Pick out each line in the records below that contains the string "zucchini". Case counts.

## begin DATA PROVIDED

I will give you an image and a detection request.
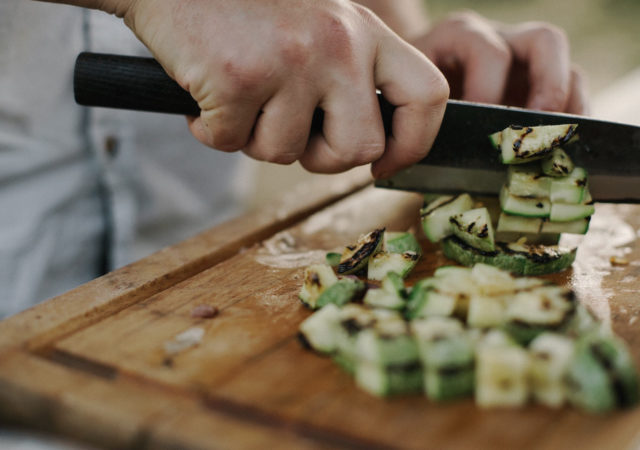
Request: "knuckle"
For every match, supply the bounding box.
[533,22,569,46]
[221,56,273,98]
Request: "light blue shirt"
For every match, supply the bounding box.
[0,0,245,317]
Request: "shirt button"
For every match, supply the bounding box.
[104,136,120,158]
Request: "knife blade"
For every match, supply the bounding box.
[376,100,640,203]
[74,53,640,203]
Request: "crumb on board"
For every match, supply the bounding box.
[191,304,220,319]
[164,327,204,356]
[609,256,629,266]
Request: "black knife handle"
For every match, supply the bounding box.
[73,52,395,134]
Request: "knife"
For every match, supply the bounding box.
[74,53,640,203]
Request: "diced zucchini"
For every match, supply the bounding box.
[489,131,502,150]
[442,236,576,275]
[363,272,407,309]
[324,252,342,267]
[549,203,596,222]
[449,208,495,251]
[384,231,422,255]
[367,251,420,280]
[467,295,506,328]
[507,164,551,198]
[335,304,376,363]
[420,194,473,242]
[316,278,366,308]
[495,232,560,245]
[540,147,573,177]
[500,124,577,164]
[433,266,471,279]
[540,217,591,234]
[300,303,340,353]
[529,332,574,408]
[355,361,423,397]
[407,280,456,319]
[338,228,384,275]
[356,322,418,367]
[500,186,551,217]
[504,286,576,345]
[549,167,587,204]
[298,264,338,309]
[496,213,542,234]
[475,345,529,408]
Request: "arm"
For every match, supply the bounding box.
[31,0,448,177]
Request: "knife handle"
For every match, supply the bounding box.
[73,52,395,135]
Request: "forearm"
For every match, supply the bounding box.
[354,0,429,40]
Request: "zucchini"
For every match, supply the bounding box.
[420,194,473,242]
[500,124,578,164]
[540,217,591,234]
[356,320,418,367]
[411,317,474,401]
[367,251,420,280]
[324,252,342,267]
[504,286,576,345]
[298,264,338,309]
[442,236,576,275]
[355,361,422,397]
[507,164,551,197]
[500,186,551,217]
[315,278,366,308]
[363,272,407,309]
[529,332,574,408]
[337,228,384,275]
[549,203,596,222]
[496,213,542,234]
[298,303,340,353]
[383,231,422,255]
[549,167,587,204]
[449,208,495,251]
[540,147,574,177]
[475,345,529,408]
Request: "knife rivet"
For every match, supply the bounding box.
[104,136,120,158]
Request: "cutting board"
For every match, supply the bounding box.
[0,171,640,449]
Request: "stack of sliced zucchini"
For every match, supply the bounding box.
[420,124,594,275]
[300,264,639,412]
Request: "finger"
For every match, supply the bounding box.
[566,67,589,115]
[189,102,262,152]
[504,23,571,111]
[462,30,511,103]
[243,85,318,164]
[300,80,385,173]
[371,35,449,178]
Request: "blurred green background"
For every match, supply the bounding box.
[424,0,640,94]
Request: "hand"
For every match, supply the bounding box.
[413,12,588,114]
[115,0,448,177]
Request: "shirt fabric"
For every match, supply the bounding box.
[0,0,242,318]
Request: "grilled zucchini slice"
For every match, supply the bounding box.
[500,124,578,164]
[449,208,495,251]
[337,228,384,275]
[420,194,473,242]
[540,147,574,177]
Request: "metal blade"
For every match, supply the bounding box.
[376,100,640,203]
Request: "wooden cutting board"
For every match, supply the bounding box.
[0,171,640,449]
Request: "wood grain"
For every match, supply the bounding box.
[0,180,640,449]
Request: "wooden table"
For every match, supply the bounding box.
[0,163,640,449]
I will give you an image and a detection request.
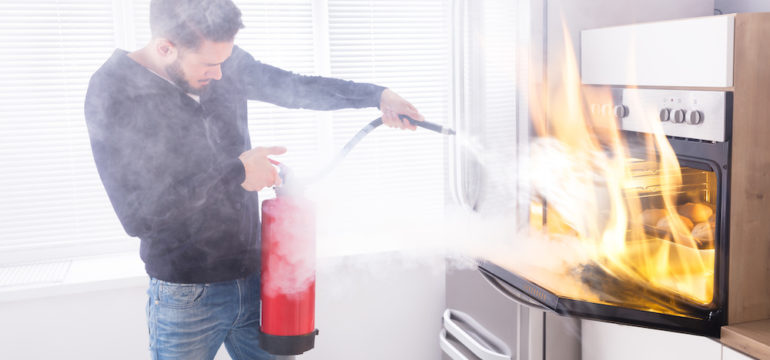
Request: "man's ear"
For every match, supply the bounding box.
[154,38,178,62]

## end DATA PROVIDED

- _ANSWER TO THE EXERCISE_
Request: "diced zucchini"
Request: "zucchini"
Request: "stack of sliced zucchini"
Request: "grilled zucchini slice"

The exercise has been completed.